* **Instruções**
1 > Responda a estas perguntas com base no texto sobre o envelhecimento da sociedade brasileira:
(a) Quantos brasileiros idosos poderá haver em 2050, segundo o estudo do Banco Mundial?
(b) Qual é o valor anual do déficit atual da Previdência Social?
(c) Que déficit geram os servidores aposentados?
2 > Traduza para o inglês esta frase do texto sobre o envelhecimento da sociedade brasileira: "O desafio é tremendo, sobretudo diante do atual déficit da Previdência Social, de quase R$ 100 bilhões por ano."

A partir de 2020, o envelhecimento da sociedade pesará muito. Um estudo do Banco Mundial, Envelhecendo em um Brasil Mais Velho, mostra que os atuais 19,6 milhões de brasileiros idosos (10,2% da população) poderão ser 64 milhões em 2050 (29,7%) – “números similares aos do Japão”, segundo o diretor do Banco Mundial no Brasil, o senegalês Makhtar Diop. Portanto, temos 20 anos para consertar o país e preparar a transição para uma sociedade envelhecida, na qual os gastos de saúde com idosos serão oito vezes maiores do que com crianças.

O desafio é tremendo, sobretudo diante do atual déficit da Previdência Social, de quase R$ 100 bilhões por ano. Com a demanda crescente por aposentadorias, o sistema gasta mais do que arrecada e o rombo aumenta. Há graves distorções entre as aposentadorias dos servidores públicos e as dos trabalhadores privados: os 24 milhões de aposentados do INSS (em geral 1 salário mínimo) geram R$ 42 bilhões de déficit, enquanto apenas 1 milhão de servidores aposentados (juízes, políticos, militares e funcionários aposentados com salário integral) geram R$ 52 bilhões.

* **Amostra dos dados**

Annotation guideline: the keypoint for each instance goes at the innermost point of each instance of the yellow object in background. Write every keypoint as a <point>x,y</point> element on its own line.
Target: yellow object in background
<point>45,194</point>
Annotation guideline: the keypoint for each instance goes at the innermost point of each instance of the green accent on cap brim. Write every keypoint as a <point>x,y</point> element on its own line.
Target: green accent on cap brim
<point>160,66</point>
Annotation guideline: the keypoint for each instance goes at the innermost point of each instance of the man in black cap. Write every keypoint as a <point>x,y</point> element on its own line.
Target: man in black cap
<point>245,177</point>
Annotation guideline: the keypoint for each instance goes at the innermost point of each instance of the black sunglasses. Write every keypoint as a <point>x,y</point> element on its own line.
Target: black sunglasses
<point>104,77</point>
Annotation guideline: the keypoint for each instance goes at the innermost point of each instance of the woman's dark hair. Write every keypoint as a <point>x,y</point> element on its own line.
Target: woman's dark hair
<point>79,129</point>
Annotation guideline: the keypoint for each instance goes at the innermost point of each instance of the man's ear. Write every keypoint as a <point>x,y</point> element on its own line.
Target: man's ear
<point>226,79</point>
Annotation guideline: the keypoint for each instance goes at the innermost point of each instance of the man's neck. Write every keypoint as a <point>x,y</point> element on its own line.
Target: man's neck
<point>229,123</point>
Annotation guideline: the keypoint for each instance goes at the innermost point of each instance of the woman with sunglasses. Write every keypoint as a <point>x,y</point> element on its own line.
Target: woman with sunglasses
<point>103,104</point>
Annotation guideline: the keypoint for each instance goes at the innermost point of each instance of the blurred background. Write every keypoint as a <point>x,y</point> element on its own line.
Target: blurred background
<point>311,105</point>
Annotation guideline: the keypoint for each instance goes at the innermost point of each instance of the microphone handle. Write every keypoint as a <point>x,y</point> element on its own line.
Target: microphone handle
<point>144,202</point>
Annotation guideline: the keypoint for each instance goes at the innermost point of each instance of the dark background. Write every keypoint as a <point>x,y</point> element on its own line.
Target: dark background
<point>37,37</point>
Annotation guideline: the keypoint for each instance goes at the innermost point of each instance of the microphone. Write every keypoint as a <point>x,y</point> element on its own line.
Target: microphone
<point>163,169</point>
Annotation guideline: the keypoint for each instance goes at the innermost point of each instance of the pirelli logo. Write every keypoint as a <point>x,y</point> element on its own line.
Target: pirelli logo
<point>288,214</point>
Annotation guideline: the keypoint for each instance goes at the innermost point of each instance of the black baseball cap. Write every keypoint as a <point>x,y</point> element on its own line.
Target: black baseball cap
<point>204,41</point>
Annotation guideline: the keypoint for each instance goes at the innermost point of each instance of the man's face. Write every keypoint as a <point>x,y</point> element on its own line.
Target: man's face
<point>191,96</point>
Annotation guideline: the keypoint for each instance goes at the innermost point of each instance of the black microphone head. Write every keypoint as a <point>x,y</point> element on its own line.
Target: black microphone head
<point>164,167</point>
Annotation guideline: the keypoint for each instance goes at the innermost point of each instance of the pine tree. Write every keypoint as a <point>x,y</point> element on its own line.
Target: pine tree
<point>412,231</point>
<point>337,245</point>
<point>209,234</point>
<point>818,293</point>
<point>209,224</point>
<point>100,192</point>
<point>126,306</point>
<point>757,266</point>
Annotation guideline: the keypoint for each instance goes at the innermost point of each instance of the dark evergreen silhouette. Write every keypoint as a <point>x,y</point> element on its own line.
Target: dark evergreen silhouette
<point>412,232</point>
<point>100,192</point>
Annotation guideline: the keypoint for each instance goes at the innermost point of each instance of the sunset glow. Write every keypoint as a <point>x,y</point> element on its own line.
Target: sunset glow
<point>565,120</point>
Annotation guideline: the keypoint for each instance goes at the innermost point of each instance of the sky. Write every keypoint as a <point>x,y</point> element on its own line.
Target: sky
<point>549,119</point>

* **Respostas por tarefa**
1 >
(a) 64 milhões (29,7% da população).
(b) Quase R$ 100 bilhões por ano.
(c) R$ 52 bilhões.

2 > The challenge is tremendous, especially in view of the current Social Security deficit of nearly R$ 100 billion a year.